Information supplied.
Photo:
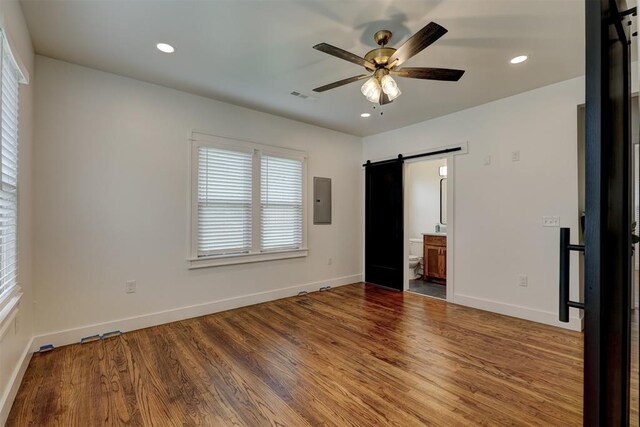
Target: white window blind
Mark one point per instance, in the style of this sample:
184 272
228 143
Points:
280 203
8 169
224 201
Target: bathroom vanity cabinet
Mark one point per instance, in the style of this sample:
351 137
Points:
435 258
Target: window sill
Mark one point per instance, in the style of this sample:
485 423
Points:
216 261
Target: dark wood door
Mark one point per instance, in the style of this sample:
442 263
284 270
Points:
384 230
608 215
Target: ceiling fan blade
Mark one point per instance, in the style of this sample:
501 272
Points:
384 99
340 83
343 54
445 74
417 42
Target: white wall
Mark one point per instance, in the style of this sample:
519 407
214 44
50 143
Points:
498 208
423 190
112 195
14 354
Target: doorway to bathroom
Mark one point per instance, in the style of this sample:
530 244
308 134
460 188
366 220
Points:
426 222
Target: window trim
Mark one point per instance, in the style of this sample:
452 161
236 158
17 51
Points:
256 255
10 297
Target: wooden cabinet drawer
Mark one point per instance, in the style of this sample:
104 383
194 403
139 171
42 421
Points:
435 240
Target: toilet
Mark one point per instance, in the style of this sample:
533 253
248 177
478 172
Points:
415 257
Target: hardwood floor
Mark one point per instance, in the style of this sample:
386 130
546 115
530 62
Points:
356 355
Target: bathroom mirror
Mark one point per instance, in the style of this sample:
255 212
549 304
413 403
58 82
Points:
443 201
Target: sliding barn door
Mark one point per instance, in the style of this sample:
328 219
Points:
384 231
608 215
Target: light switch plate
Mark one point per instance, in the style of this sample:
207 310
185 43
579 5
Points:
523 280
130 286
551 221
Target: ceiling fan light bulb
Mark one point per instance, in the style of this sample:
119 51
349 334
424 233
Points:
371 89
394 95
375 97
390 87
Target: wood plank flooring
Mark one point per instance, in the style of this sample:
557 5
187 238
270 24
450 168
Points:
354 356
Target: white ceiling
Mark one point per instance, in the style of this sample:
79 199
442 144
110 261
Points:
254 53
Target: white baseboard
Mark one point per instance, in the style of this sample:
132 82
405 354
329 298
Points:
71 336
14 383
540 316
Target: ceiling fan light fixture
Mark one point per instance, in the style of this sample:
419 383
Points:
390 87
519 59
165 48
371 89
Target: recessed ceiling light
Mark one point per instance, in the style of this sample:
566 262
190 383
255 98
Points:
519 59
164 47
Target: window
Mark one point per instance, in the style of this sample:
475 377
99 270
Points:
248 202
10 79
280 203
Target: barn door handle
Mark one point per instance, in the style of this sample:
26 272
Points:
565 251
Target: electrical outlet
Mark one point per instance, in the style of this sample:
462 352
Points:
551 221
523 280
130 286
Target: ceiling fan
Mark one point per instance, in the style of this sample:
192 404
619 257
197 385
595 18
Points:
384 61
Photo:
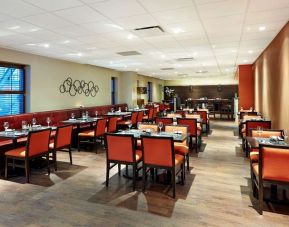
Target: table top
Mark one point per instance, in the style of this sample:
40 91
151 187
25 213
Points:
118 113
14 134
138 133
254 142
81 120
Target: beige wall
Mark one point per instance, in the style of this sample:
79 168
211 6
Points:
46 74
213 80
271 73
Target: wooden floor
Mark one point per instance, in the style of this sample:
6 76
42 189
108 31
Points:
217 193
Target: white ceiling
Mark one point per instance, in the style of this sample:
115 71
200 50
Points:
218 34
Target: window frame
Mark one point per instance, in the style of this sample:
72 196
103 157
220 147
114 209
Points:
9 92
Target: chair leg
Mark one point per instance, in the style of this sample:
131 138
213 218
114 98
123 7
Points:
6 168
27 170
133 176
54 160
260 195
174 182
107 173
70 155
48 166
143 178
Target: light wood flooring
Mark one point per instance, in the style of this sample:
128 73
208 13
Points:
217 193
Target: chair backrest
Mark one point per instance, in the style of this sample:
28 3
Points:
204 116
112 124
247 113
179 128
133 118
100 127
273 163
63 136
158 151
144 126
252 124
140 116
165 120
267 133
120 147
194 116
38 142
191 123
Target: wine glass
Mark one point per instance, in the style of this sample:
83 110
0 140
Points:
6 125
129 124
33 121
160 125
48 121
259 131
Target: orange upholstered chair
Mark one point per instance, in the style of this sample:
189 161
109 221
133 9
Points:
181 148
272 167
150 116
37 146
91 136
193 129
61 142
165 120
253 124
132 120
121 150
112 124
267 133
158 152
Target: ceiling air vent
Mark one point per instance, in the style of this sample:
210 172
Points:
128 53
186 59
149 31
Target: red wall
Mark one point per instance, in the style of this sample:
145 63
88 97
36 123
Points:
246 86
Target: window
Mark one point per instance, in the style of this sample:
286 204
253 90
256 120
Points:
150 92
12 89
113 90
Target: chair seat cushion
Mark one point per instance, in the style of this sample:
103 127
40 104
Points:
181 149
87 133
254 155
18 152
255 167
138 155
179 159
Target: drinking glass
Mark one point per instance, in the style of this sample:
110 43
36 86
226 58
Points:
6 125
48 120
259 131
160 125
129 124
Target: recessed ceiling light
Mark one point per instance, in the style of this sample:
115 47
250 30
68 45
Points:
14 27
177 30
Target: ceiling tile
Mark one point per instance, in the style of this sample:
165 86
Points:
117 9
53 5
47 20
18 8
80 15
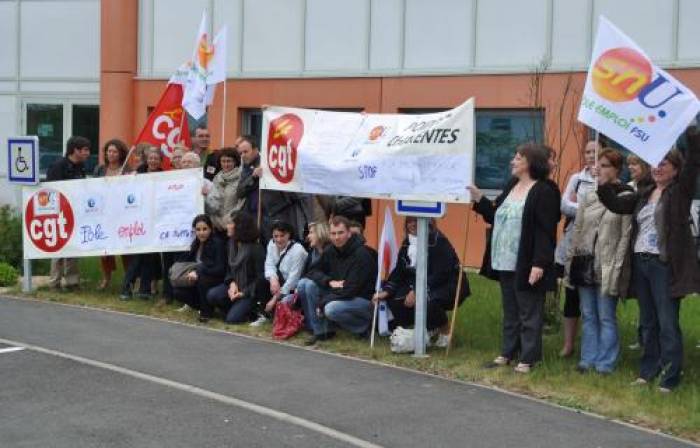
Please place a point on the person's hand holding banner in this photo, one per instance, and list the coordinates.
(631, 100)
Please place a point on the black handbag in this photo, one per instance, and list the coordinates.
(582, 271)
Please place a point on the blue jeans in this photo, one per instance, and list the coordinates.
(354, 315)
(600, 344)
(658, 314)
(309, 293)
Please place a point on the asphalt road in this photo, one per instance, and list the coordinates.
(98, 379)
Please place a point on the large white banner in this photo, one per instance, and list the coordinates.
(112, 215)
(426, 157)
(631, 100)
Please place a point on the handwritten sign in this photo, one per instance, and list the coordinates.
(112, 215)
(417, 157)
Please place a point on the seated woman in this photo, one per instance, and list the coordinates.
(145, 266)
(207, 251)
(245, 282)
(284, 265)
(399, 290)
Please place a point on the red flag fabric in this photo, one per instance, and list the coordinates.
(165, 127)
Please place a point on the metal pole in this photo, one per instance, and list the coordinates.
(421, 289)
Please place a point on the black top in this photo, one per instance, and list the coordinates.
(64, 169)
(538, 237)
(351, 263)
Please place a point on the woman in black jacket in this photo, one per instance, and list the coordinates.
(207, 251)
(244, 286)
(443, 265)
(520, 253)
(664, 263)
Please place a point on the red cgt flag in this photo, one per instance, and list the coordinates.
(165, 127)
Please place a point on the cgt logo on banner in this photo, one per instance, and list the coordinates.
(631, 100)
(49, 220)
(283, 139)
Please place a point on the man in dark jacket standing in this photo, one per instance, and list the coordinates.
(344, 277)
(67, 168)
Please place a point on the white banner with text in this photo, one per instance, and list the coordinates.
(112, 215)
(427, 157)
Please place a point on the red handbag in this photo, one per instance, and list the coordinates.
(288, 321)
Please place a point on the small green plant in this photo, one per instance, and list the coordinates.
(8, 275)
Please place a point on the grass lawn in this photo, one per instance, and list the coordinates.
(477, 340)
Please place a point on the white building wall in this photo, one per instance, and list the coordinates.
(297, 38)
(49, 53)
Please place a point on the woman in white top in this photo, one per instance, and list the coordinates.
(580, 184)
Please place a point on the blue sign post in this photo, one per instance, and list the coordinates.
(23, 169)
(423, 211)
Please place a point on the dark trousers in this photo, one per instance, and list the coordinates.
(658, 314)
(237, 312)
(141, 266)
(572, 303)
(523, 313)
(195, 295)
(405, 317)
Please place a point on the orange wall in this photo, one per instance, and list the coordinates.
(389, 95)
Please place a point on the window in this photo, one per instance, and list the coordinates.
(498, 133)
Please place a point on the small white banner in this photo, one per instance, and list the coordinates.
(631, 100)
(112, 215)
(426, 157)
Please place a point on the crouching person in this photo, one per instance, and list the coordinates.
(208, 252)
(343, 283)
(244, 286)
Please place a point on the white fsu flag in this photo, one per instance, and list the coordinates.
(206, 68)
(631, 100)
(388, 253)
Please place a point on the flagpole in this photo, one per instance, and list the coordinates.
(460, 273)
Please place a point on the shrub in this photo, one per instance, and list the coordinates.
(8, 275)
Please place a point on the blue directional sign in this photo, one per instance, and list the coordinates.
(23, 160)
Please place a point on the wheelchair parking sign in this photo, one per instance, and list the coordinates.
(23, 160)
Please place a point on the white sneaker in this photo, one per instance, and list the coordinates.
(442, 341)
(259, 322)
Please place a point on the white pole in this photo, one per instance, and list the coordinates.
(421, 289)
(223, 117)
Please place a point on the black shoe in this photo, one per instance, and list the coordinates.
(583, 370)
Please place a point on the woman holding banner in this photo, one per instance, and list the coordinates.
(579, 185)
(664, 262)
(114, 155)
(599, 267)
(520, 252)
(399, 289)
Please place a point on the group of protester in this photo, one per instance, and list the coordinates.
(254, 249)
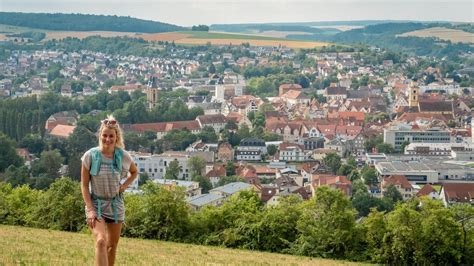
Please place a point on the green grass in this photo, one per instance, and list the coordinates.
(213, 35)
(30, 246)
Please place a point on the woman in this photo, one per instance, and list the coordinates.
(102, 170)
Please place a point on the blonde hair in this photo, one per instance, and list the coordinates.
(119, 142)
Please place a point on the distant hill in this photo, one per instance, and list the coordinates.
(255, 28)
(80, 22)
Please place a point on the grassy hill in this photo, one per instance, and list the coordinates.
(22, 245)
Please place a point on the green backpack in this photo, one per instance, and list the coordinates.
(96, 160)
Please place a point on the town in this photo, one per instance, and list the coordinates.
(214, 121)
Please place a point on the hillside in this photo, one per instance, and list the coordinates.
(81, 22)
(22, 245)
(442, 33)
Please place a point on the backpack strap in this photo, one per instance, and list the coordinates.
(96, 160)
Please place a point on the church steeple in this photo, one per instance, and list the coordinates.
(152, 92)
(413, 95)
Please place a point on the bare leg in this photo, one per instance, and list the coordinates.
(100, 239)
(113, 235)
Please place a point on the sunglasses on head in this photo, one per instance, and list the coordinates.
(109, 122)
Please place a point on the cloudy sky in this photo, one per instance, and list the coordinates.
(192, 12)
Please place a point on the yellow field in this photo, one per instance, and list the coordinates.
(188, 39)
(454, 36)
(289, 44)
(28, 246)
(58, 35)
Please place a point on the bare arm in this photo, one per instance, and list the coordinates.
(133, 174)
(86, 196)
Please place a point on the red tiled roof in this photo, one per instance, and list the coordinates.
(426, 190)
(267, 192)
(217, 170)
(359, 116)
(397, 180)
(286, 145)
(459, 192)
(163, 126)
(292, 94)
(212, 119)
(339, 182)
(62, 131)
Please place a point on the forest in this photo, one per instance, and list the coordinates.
(81, 22)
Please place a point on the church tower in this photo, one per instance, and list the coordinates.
(152, 93)
(413, 95)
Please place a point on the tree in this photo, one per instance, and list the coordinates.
(440, 235)
(345, 169)
(243, 132)
(196, 165)
(230, 168)
(272, 149)
(376, 227)
(173, 169)
(33, 142)
(385, 148)
(229, 179)
(17, 204)
(208, 135)
(404, 144)
(277, 226)
(8, 154)
(369, 175)
(212, 69)
(135, 142)
(333, 161)
(351, 161)
(142, 179)
(60, 207)
(371, 143)
(259, 120)
(16, 176)
(160, 213)
(231, 125)
(326, 227)
(464, 215)
(403, 237)
(393, 194)
(353, 175)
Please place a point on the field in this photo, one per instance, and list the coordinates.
(184, 37)
(444, 34)
(21, 245)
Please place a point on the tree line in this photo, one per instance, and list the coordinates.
(81, 22)
(415, 232)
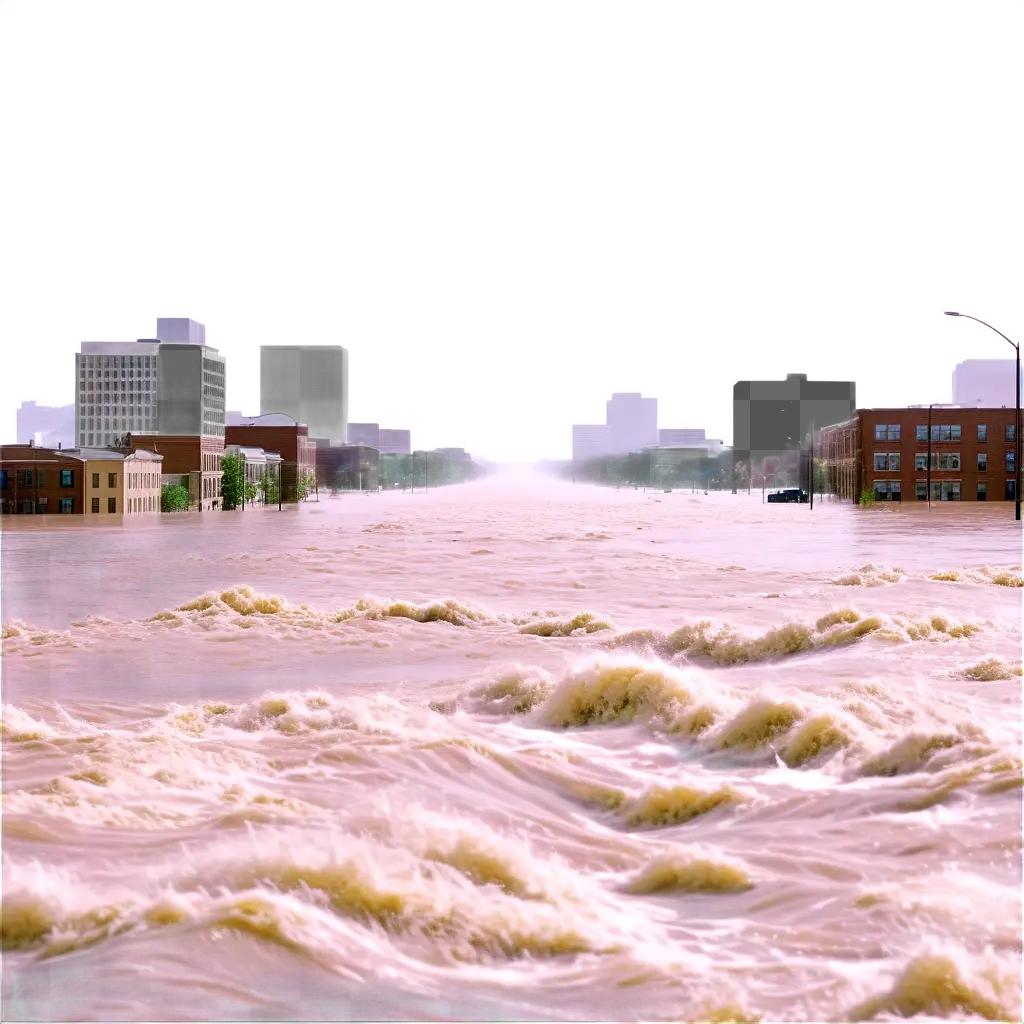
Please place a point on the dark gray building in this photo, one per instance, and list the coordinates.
(310, 384)
(171, 384)
(774, 419)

Problem to work on.
Could you report every line of the material that contains the string "flooring"?

Result for this exercise.
Target: wood plank flooring
Target: light wood flooring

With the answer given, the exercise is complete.